- [Instructions for the task]:
Reproduce word for word every line from the one containing "</instance>" through the end of the entries, both included.

- [Given entries]:
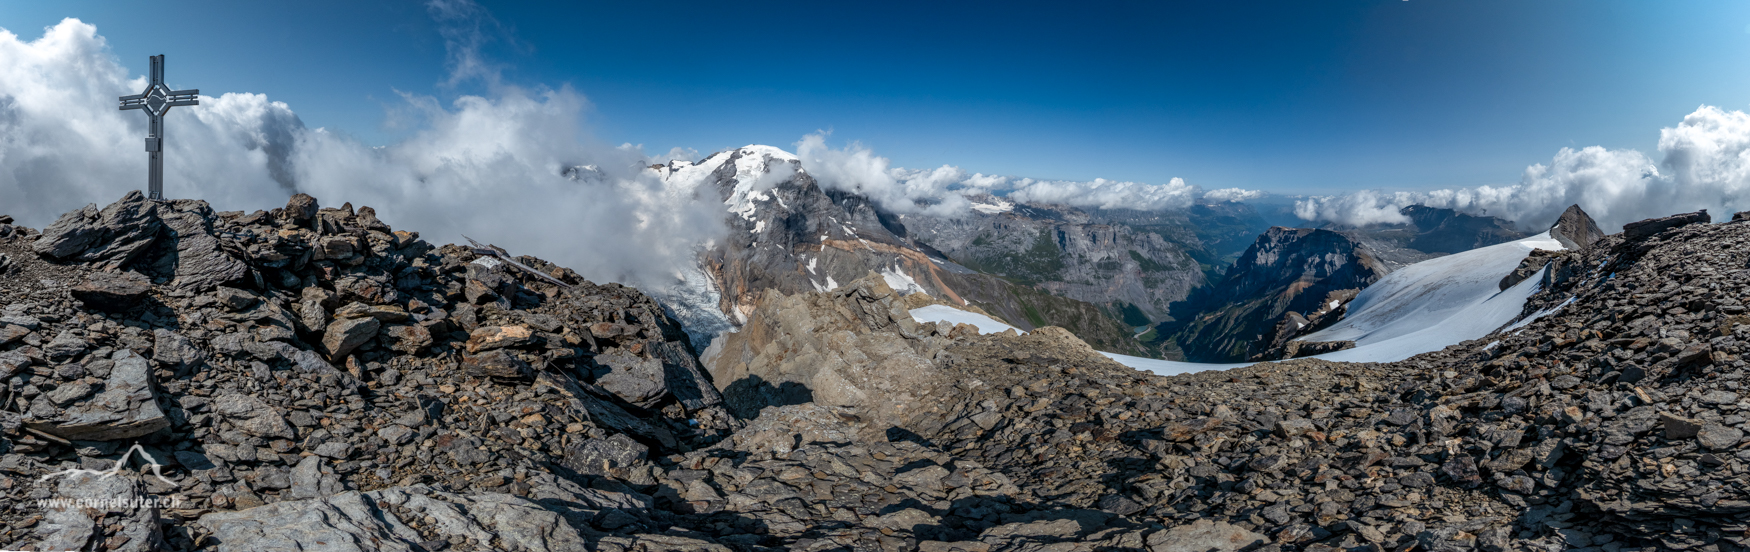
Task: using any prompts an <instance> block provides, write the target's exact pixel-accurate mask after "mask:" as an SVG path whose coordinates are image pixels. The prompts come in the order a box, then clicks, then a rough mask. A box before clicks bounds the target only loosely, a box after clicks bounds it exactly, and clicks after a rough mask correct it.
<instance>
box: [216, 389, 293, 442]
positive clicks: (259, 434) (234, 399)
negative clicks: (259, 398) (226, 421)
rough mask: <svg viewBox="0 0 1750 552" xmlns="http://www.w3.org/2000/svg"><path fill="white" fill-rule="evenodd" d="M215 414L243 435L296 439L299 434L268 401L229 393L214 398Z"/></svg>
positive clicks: (262, 437)
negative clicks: (224, 420) (295, 430)
mask: <svg viewBox="0 0 1750 552" xmlns="http://www.w3.org/2000/svg"><path fill="white" fill-rule="evenodd" d="M212 408H214V412H217V414H221V415H224V417H226V419H228V421H231V424H233V426H236V429H242V431H243V433H248V435H254V436H262V438H296V436H297V433H294V431H292V426H290V424H287V422H285V419H283V417H280V414H278V410H275V408H273V407H269V405H268V403H266V401H262V400H259V398H254V396H248V394H242V393H229V394H221V396H217V398H214V401H212Z"/></svg>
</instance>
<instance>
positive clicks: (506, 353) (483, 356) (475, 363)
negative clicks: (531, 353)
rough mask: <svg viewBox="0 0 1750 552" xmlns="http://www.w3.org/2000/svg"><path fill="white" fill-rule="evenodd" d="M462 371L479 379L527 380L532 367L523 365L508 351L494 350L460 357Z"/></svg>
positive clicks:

- [Result of this exercise]:
</instance>
<instance>
positive clicks: (506, 353) (483, 356) (475, 363)
negative clicks: (531, 353)
rough mask: <svg viewBox="0 0 1750 552" xmlns="http://www.w3.org/2000/svg"><path fill="white" fill-rule="evenodd" d="M462 371L479 379L527 380L532 367L523 365L508 351L494 350L460 357Z"/></svg>
positive clicks:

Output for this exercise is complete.